***** Document text

Manitoba Hydro, backed by the NDP government, is undertaking an expensive advertising campaign to "sell" the public on the wisdom of undertaking the largest, $20-billion-plus, public investment in the province's history.

In its campaign, the utility recalls its halcyon days of the 1960s and 1970s, when, virtually without opposition, it tamed Manitoba's northern rivers and began the development of northern hydro generation. Much has happened since, and the changes are not harbingers of future success.

1. Construction costs are now many multiples of the cost levels of 50 years ago, while export sales to America, which serve as the foundation of Hydro's plans, are dominated by spot sales bringing only three cents or less per kilowatt hour (Manitoba's electricity exports have been subsidizing American electricity consumption since 2008).

2. While export prices are low, the marginal cost of bringing new generation and transmission to market will exceed 10 cents per kilowatt hour.

3. Northern development requires the co-operation of First Nations, and the price of co-operation is high, and comes when Americans have choices for their supply of electricity, favouring projects that provide jobs for Americans, as economic issues trump environmental worries.

**********

▸ Short exercise A: Could you write out the records again from the line containing "Where can you see the deer muzzle" through the end of the records, replacing "deer" with "moose" and changing nothing else, and give only those lines?
▸ Short exercise B: Can you carry on the commentary on Manitoba Hydro's northern expansion plans from the point where it stops?

***** Extracted records

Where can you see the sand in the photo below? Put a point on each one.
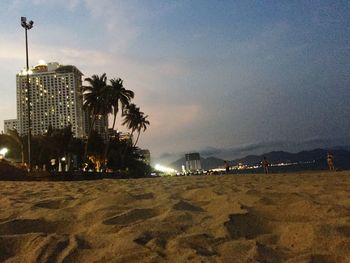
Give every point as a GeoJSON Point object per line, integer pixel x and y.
{"type": "Point", "coordinates": [298, 217]}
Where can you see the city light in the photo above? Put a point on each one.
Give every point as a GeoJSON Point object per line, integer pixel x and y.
{"type": "Point", "coordinates": [164, 169]}
{"type": "Point", "coordinates": [3, 152]}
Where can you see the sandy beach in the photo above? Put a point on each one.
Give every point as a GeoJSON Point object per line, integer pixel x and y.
{"type": "Point", "coordinates": [297, 217]}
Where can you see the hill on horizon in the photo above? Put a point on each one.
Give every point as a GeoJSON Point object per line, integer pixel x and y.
{"type": "Point", "coordinates": [318, 156]}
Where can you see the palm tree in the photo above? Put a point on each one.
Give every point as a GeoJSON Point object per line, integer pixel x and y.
{"type": "Point", "coordinates": [135, 120]}
{"type": "Point", "coordinates": [95, 100]}
{"type": "Point", "coordinates": [131, 115]}
{"type": "Point", "coordinates": [142, 125]}
{"type": "Point", "coordinates": [118, 98]}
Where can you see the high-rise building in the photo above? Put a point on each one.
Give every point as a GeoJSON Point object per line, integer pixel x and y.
{"type": "Point", "coordinates": [56, 100]}
{"type": "Point", "coordinates": [10, 125]}
{"type": "Point", "coordinates": [193, 162]}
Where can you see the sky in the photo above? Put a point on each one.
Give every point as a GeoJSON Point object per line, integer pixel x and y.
{"type": "Point", "coordinates": [224, 78]}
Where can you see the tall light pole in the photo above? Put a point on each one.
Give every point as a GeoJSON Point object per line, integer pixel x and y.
{"type": "Point", "coordinates": [26, 27]}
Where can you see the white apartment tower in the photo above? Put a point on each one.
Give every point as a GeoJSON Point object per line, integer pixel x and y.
{"type": "Point", "coordinates": [56, 100]}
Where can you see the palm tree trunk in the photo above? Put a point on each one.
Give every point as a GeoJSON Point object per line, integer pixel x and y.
{"type": "Point", "coordinates": [89, 135]}
{"type": "Point", "coordinates": [109, 140]}
{"type": "Point", "coordinates": [137, 139]}
{"type": "Point", "coordinates": [22, 153]}
{"type": "Point", "coordinates": [125, 149]}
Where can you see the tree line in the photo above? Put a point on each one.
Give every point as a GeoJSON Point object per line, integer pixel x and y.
{"type": "Point", "coordinates": [100, 98]}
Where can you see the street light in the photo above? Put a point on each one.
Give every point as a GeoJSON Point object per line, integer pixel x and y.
{"type": "Point", "coordinates": [3, 152]}
{"type": "Point", "coordinates": [26, 27]}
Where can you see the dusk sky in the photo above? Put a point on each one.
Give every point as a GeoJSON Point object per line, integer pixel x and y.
{"type": "Point", "coordinates": [226, 78]}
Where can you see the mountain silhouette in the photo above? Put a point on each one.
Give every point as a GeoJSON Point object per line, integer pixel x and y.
{"type": "Point", "coordinates": [316, 157]}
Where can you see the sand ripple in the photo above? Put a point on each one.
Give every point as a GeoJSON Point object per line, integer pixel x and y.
{"type": "Point", "coordinates": [246, 218]}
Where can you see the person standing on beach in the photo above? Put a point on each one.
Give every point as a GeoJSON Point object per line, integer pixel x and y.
{"type": "Point", "coordinates": [227, 167]}
{"type": "Point", "coordinates": [330, 161]}
{"type": "Point", "coordinates": [265, 163]}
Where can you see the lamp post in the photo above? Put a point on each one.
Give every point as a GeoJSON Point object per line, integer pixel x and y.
{"type": "Point", "coordinates": [26, 27]}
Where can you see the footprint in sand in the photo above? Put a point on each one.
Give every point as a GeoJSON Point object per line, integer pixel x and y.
{"type": "Point", "coordinates": [24, 226]}
{"type": "Point", "coordinates": [51, 204]}
{"type": "Point", "coordinates": [246, 225]}
{"type": "Point", "coordinates": [144, 196]}
{"type": "Point", "coordinates": [185, 206]}
{"type": "Point", "coordinates": [130, 217]}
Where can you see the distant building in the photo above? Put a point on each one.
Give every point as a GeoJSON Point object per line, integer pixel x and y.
{"type": "Point", "coordinates": [193, 162]}
{"type": "Point", "coordinates": [146, 156]}
{"type": "Point", "coordinates": [56, 99]}
{"type": "Point", "coordinates": [118, 135]}
{"type": "Point", "coordinates": [10, 125]}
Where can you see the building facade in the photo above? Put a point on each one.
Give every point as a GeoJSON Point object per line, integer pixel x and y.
{"type": "Point", "coordinates": [10, 125]}
{"type": "Point", "coordinates": [56, 100]}
{"type": "Point", "coordinates": [193, 162]}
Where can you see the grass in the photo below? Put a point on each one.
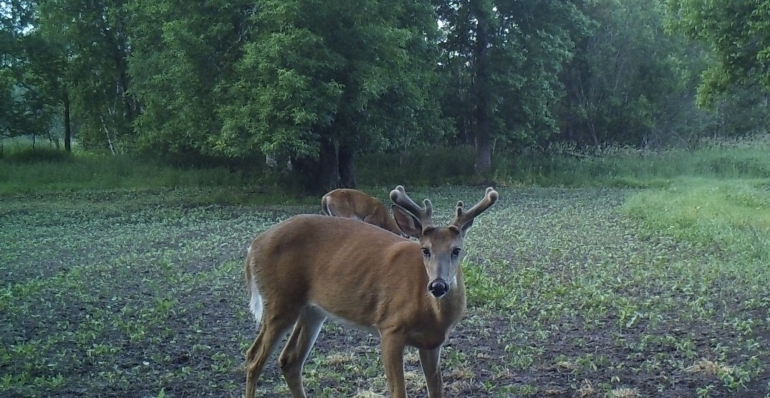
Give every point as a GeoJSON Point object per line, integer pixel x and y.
{"type": "Point", "coordinates": [23, 170]}
{"type": "Point", "coordinates": [572, 292]}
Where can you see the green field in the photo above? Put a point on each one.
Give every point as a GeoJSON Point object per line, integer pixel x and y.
{"type": "Point", "coordinates": [573, 292]}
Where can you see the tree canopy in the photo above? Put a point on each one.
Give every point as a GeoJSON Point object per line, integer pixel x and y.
{"type": "Point", "coordinates": [318, 83]}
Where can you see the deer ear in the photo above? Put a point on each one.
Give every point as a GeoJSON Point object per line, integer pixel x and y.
{"type": "Point", "coordinates": [409, 224]}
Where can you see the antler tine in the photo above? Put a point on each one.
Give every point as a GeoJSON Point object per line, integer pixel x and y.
{"type": "Point", "coordinates": [399, 197]}
{"type": "Point", "coordinates": [462, 217]}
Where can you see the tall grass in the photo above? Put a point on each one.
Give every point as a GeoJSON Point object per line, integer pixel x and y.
{"type": "Point", "coordinates": [732, 216]}
{"type": "Point", "coordinates": [23, 170]}
{"type": "Point", "coordinates": [564, 165]}
{"type": "Point", "coordinates": [45, 169]}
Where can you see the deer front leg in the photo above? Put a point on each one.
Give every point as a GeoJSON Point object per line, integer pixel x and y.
{"type": "Point", "coordinates": [429, 359]}
{"type": "Point", "coordinates": [392, 346]}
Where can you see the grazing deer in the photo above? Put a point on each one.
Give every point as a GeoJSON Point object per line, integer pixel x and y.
{"type": "Point", "coordinates": [351, 203]}
{"type": "Point", "coordinates": [311, 267]}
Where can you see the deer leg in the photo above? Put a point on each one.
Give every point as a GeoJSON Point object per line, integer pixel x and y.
{"type": "Point", "coordinates": [392, 345]}
{"type": "Point", "coordinates": [273, 329]}
{"type": "Point", "coordinates": [298, 348]}
{"type": "Point", "coordinates": [429, 359]}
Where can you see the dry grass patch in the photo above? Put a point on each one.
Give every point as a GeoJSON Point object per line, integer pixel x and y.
{"type": "Point", "coordinates": [623, 392]}
{"type": "Point", "coordinates": [338, 359]}
{"type": "Point", "coordinates": [368, 394]}
{"type": "Point", "coordinates": [586, 389]}
{"type": "Point", "coordinates": [708, 367]}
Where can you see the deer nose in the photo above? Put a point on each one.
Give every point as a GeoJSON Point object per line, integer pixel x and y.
{"type": "Point", "coordinates": [438, 288]}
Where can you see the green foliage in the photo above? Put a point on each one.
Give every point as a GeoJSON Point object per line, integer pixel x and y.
{"type": "Point", "coordinates": [359, 75]}
{"type": "Point", "coordinates": [181, 52]}
{"type": "Point", "coordinates": [500, 63]}
{"type": "Point", "coordinates": [738, 33]}
{"type": "Point", "coordinates": [630, 83]}
{"type": "Point", "coordinates": [562, 287]}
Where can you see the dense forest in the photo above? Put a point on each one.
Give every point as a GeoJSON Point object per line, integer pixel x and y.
{"type": "Point", "coordinates": [318, 83]}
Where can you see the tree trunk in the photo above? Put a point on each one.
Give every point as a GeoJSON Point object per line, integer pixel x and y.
{"type": "Point", "coordinates": [322, 175]}
{"type": "Point", "coordinates": [481, 91]}
{"type": "Point", "coordinates": [483, 151]}
{"type": "Point", "coordinates": [67, 123]}
{"type": "Point", "coordinates": [345, 160]}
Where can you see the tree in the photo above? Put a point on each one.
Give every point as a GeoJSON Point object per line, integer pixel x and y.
{"type": "Point", "coordinates": [322, 80]}
{"type": "Point", "coordinates": [93, 36]}
{"type": "Point", "coordinates": [183, 53]}
{"type": "Point", "coordinates": [504, 58]}
{"type": "Point", "coordinates": [738, 33]}
{"type": "Point", "coordinates": [630, 83]}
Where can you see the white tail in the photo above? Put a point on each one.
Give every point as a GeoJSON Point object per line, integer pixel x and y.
{"type": "Point", "coordinates": [351, 203]}
{"type": "Point", "coordinates": [412, 293]}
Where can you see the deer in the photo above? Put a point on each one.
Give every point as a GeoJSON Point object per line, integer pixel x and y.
{"type": "Point", "coordinates": [352, 203]}
{"type": "Point", "coordinates": [311, 267]}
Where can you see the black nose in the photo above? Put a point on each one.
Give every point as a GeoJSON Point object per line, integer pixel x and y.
{"type": "Point", "coordinates": [438, 288]}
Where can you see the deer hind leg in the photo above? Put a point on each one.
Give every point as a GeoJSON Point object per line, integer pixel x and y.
{"type": "Point", "coordinates": [298, 348]}
{"type": "Point", "coordinates": [274, 327]}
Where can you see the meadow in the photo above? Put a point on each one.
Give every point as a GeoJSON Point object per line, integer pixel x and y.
{"type": "Point", "coordinates": [623, 274]}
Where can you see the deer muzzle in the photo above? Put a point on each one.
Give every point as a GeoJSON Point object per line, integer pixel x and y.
{"type": "Point", "coordinates": [438, 287]}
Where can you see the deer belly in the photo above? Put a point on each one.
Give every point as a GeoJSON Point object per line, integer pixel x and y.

**********

▸ Expected answer A:
Where can you see the moose muzzle in the photo above? Put a point on each one.
Give every point as a GeoJSON Point object per line, integer pixel x and y.
{"type": "Point", "coordinates": [438, 287]}
Where can you see the moose belly in the photo above? Put a point on each one.
Give every point as a GeoJSON Point object per line, integer pixel x and y.

▸ Expected answer B:
4. While the cost of producing new hydro-electric power has soared, the cost of producing power from natural gas has fallen (new technology has brought new supply and a collapsing of the price of natural gas -- making generation through efficient combined-cycle gas plants a sound economic choice.

5. Industrial demand for power is flat or falling -- The Tembec paper mill has closed, HudBay has closed its smelter, and Vale is closing its smelter and refinery in Thompson.

With Hydro's plans dependent upon the utility's long-term forecasts, the unfortunate truth is that Hydro's cost, electricity demand and export income forecasts have habitually been woefully wrong. For example, Hydro built Wuskwatim for $1.8 billion, not for the $900 million it expected. The export prices for Wuskwatim's output have averaged less than half Hydro's forecast, resulting in the prospect of the dam losing $100 million a year.

Hydro's net income results now rely not only on annual large, twice-the-rate-of-inflation, rate increases but also the deferral of hundreds of millions of dollars the utility has spent but not recorded as an expense. These deferred costs include levies made by the government, which has recorded them as income. And the utility's balance sheet is supported by the inclusion of hundreds of millions of intangible, illiquid and non-performing assets; there are no liquid retained earnings.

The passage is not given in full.